Условие задания: Перечислите, переписав целиком, все строки приведенных ниже данных, в которых встречается слово «frame». Регистр букв учитывается.

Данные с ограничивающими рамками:
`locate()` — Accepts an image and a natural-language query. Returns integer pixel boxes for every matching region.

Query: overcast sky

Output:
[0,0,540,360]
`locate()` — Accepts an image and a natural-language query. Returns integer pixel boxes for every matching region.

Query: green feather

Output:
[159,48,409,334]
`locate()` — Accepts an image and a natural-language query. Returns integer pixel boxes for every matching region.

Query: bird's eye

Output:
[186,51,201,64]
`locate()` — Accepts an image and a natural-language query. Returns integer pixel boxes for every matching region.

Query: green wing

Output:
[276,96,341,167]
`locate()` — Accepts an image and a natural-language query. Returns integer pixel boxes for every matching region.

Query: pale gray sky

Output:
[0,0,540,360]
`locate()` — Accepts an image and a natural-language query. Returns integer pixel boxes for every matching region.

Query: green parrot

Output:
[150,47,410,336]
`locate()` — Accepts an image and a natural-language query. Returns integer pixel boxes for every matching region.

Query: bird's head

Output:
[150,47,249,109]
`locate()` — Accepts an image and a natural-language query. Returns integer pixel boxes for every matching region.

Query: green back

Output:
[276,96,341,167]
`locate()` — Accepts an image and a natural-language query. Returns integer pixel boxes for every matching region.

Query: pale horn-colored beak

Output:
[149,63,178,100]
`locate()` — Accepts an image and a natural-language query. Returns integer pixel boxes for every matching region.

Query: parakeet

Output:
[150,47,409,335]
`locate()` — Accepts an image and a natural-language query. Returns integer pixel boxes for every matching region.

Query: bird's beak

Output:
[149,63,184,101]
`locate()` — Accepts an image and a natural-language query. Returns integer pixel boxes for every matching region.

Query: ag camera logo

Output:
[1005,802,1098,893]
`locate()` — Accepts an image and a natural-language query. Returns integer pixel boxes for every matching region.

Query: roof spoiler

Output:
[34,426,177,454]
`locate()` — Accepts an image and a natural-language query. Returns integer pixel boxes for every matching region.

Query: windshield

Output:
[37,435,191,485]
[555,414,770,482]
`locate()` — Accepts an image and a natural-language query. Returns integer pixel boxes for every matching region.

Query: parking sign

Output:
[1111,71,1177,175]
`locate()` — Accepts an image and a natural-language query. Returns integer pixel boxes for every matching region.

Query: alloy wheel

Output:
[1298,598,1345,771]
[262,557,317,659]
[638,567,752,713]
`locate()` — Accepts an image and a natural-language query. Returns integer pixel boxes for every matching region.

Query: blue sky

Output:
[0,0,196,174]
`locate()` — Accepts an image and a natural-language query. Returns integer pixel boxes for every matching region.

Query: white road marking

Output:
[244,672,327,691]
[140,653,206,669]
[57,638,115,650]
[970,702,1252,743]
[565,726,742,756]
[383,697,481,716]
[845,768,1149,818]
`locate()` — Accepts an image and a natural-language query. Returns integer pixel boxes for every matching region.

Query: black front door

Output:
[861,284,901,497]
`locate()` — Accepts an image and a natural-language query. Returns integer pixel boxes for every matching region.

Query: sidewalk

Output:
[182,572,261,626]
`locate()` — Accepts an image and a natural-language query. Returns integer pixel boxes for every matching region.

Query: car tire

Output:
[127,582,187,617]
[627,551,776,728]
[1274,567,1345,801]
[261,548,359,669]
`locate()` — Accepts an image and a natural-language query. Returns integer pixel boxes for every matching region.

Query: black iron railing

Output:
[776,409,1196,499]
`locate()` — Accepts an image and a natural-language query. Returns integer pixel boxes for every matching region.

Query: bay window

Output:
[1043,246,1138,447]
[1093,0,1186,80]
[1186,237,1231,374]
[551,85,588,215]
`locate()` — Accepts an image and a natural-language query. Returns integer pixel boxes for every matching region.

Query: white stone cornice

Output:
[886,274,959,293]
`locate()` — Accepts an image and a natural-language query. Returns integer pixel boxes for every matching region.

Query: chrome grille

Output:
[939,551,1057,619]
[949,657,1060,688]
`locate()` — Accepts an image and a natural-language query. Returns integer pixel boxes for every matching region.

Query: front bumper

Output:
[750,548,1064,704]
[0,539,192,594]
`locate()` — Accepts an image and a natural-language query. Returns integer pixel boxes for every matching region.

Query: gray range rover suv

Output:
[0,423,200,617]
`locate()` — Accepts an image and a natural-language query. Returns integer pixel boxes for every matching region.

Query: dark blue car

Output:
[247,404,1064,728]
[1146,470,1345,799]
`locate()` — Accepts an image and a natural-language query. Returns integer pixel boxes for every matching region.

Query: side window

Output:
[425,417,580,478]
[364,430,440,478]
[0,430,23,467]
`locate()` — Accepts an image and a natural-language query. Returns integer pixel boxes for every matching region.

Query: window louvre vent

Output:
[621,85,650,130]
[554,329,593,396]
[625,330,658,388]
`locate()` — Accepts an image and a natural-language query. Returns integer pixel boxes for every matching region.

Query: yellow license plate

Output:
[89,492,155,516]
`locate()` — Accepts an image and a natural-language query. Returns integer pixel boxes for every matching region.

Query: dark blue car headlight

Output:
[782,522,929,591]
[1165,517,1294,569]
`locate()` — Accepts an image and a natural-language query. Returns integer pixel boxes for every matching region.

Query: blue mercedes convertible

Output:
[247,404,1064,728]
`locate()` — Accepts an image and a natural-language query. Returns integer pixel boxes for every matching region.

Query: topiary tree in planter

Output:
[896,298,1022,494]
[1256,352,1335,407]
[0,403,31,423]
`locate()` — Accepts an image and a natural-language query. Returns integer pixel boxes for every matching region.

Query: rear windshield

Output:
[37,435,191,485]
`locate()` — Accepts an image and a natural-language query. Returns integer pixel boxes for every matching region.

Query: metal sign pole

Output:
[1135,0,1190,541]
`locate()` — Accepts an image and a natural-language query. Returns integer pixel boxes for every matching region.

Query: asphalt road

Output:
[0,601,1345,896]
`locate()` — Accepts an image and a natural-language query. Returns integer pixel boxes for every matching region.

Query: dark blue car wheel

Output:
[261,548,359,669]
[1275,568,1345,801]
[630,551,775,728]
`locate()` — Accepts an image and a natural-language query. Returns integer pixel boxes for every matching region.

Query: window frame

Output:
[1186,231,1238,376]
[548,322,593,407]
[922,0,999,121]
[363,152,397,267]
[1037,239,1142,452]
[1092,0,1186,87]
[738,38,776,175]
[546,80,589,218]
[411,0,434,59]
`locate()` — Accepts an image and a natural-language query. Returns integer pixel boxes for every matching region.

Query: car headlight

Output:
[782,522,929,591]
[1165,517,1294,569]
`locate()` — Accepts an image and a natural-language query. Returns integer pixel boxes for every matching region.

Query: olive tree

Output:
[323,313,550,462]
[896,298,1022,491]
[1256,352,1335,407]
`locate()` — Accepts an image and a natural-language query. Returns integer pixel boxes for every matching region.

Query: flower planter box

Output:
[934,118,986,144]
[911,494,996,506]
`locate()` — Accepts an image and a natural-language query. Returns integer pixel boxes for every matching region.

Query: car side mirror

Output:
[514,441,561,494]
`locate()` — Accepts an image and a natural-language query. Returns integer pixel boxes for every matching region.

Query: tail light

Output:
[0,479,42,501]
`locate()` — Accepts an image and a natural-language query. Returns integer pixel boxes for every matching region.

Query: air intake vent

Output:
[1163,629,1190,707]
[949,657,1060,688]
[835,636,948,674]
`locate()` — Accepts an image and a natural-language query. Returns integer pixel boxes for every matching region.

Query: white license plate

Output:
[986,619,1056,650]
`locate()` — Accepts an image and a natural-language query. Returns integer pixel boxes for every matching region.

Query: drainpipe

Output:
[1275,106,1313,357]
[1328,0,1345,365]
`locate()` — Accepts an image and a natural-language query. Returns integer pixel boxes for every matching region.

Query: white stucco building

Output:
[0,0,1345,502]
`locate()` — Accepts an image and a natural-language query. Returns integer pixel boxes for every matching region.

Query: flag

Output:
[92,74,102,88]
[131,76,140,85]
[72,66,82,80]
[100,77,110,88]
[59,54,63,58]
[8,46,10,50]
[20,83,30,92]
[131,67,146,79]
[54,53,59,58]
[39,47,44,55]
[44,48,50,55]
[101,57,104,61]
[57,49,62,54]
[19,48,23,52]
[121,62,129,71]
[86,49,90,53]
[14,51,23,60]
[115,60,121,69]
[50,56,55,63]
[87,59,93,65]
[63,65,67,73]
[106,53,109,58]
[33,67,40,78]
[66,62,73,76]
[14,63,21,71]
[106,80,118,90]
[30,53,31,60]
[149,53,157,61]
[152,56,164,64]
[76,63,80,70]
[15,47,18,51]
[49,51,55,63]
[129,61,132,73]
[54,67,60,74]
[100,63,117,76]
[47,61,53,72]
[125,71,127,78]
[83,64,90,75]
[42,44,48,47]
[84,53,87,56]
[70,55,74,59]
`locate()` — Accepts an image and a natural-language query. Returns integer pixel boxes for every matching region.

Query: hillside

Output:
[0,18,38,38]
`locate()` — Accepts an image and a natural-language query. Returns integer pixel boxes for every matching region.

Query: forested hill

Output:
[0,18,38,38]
* * *
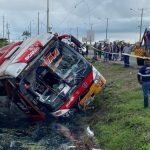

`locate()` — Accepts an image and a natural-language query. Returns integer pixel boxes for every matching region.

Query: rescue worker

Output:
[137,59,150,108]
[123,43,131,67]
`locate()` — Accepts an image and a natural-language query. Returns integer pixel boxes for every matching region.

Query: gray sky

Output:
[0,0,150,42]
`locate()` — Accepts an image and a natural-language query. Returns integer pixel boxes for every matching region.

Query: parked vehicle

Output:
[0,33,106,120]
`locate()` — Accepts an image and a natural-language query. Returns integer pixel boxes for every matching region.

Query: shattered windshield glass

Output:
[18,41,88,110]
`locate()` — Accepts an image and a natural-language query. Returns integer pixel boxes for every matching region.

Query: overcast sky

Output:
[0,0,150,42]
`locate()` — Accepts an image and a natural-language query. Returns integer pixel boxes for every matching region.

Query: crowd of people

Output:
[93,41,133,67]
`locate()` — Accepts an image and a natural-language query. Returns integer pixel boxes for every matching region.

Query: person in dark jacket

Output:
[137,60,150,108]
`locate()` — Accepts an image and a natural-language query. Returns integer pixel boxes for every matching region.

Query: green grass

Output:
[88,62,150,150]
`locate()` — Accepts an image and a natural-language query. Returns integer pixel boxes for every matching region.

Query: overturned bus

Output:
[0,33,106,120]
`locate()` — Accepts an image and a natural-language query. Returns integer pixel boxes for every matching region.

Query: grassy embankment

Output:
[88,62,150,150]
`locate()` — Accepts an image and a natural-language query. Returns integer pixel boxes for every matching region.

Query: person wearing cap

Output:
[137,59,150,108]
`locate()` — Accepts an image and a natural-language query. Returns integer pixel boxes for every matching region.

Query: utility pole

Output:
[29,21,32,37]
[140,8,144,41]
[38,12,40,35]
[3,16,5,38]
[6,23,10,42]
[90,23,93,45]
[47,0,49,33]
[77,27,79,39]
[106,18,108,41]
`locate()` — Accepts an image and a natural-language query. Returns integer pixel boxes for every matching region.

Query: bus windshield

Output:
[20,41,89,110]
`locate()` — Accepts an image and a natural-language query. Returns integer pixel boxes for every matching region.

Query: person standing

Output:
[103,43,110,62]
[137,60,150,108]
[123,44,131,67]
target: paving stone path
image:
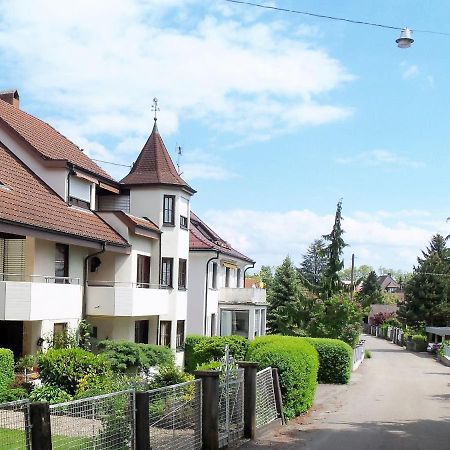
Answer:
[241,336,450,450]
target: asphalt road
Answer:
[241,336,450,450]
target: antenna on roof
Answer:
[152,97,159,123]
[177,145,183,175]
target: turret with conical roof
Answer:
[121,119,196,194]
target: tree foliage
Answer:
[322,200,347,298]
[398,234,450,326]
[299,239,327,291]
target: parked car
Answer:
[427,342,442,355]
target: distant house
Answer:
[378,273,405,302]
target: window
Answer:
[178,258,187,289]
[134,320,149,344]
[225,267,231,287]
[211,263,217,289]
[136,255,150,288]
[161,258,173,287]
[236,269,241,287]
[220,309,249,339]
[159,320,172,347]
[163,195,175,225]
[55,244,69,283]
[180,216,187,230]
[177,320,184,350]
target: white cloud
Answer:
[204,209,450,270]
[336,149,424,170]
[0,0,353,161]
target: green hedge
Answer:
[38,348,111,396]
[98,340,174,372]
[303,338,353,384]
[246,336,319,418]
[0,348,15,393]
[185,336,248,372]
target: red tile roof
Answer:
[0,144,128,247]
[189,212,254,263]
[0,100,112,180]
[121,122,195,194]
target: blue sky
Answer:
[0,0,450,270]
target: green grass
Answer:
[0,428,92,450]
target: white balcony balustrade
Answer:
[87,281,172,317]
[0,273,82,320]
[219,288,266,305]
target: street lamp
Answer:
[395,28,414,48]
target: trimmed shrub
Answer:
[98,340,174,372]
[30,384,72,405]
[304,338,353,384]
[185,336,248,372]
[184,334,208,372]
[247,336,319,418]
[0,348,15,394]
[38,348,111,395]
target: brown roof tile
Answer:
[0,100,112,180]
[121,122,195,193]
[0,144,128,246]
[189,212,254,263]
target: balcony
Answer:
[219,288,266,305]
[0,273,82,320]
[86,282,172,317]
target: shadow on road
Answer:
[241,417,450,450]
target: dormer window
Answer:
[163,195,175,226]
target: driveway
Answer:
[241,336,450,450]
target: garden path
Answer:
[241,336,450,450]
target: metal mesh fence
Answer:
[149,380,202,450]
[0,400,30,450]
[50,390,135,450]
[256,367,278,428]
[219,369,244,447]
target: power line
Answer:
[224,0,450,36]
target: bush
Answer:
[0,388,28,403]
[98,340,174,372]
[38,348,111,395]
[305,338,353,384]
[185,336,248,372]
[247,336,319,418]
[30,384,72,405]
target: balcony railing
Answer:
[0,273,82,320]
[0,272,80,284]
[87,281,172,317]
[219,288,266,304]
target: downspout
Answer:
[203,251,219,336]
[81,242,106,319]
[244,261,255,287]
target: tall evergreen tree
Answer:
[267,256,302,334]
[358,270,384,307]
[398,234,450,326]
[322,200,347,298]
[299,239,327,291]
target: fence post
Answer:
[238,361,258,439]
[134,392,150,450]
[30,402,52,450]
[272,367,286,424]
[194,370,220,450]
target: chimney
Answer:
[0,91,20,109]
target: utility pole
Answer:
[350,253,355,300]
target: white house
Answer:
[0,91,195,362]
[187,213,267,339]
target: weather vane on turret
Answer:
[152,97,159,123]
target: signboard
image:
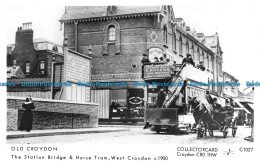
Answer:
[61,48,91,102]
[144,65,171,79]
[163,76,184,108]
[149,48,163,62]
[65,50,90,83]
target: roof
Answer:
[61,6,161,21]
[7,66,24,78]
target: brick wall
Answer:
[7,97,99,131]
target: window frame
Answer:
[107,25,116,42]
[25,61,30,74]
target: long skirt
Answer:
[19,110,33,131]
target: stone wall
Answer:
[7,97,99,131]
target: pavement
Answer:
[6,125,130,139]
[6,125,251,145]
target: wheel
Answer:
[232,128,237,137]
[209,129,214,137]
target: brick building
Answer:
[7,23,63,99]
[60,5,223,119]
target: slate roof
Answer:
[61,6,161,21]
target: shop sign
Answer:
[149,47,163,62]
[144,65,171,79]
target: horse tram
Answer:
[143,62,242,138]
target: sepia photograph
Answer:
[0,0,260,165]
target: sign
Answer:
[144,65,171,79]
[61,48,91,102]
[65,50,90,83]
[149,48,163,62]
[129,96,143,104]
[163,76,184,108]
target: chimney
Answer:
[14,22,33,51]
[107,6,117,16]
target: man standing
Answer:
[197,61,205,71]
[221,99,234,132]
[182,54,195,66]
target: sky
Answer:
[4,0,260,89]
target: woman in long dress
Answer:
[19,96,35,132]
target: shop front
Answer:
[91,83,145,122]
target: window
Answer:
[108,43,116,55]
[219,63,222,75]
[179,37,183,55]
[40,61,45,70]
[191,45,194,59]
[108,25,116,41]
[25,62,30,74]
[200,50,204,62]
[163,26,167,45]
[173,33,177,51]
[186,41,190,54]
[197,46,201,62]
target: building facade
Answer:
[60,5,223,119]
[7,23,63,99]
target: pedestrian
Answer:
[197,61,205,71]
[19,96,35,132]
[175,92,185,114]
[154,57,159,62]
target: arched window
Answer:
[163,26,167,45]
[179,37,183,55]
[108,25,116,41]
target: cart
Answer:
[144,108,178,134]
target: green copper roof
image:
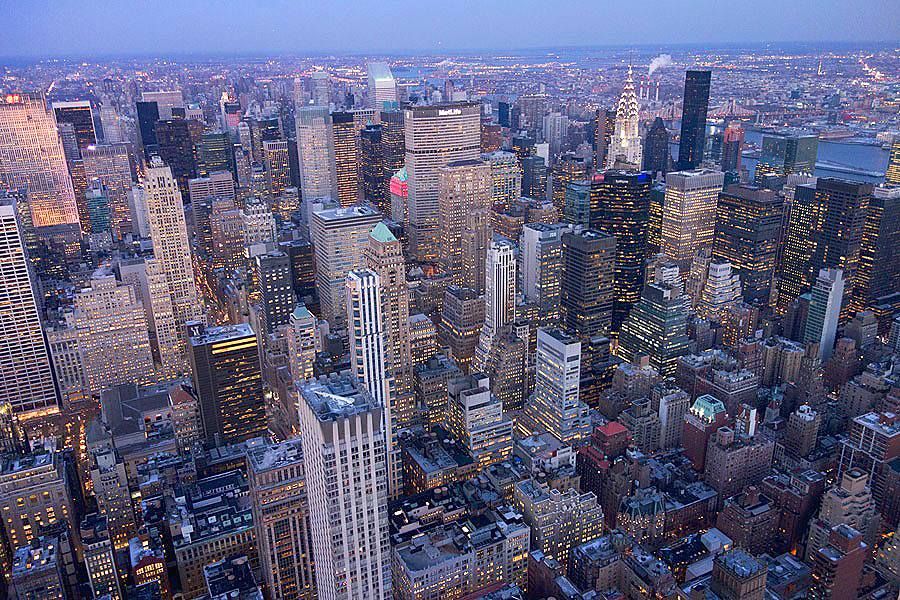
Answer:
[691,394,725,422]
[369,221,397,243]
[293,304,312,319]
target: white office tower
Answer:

Письменный ответ:
Query: window frame
target: window frame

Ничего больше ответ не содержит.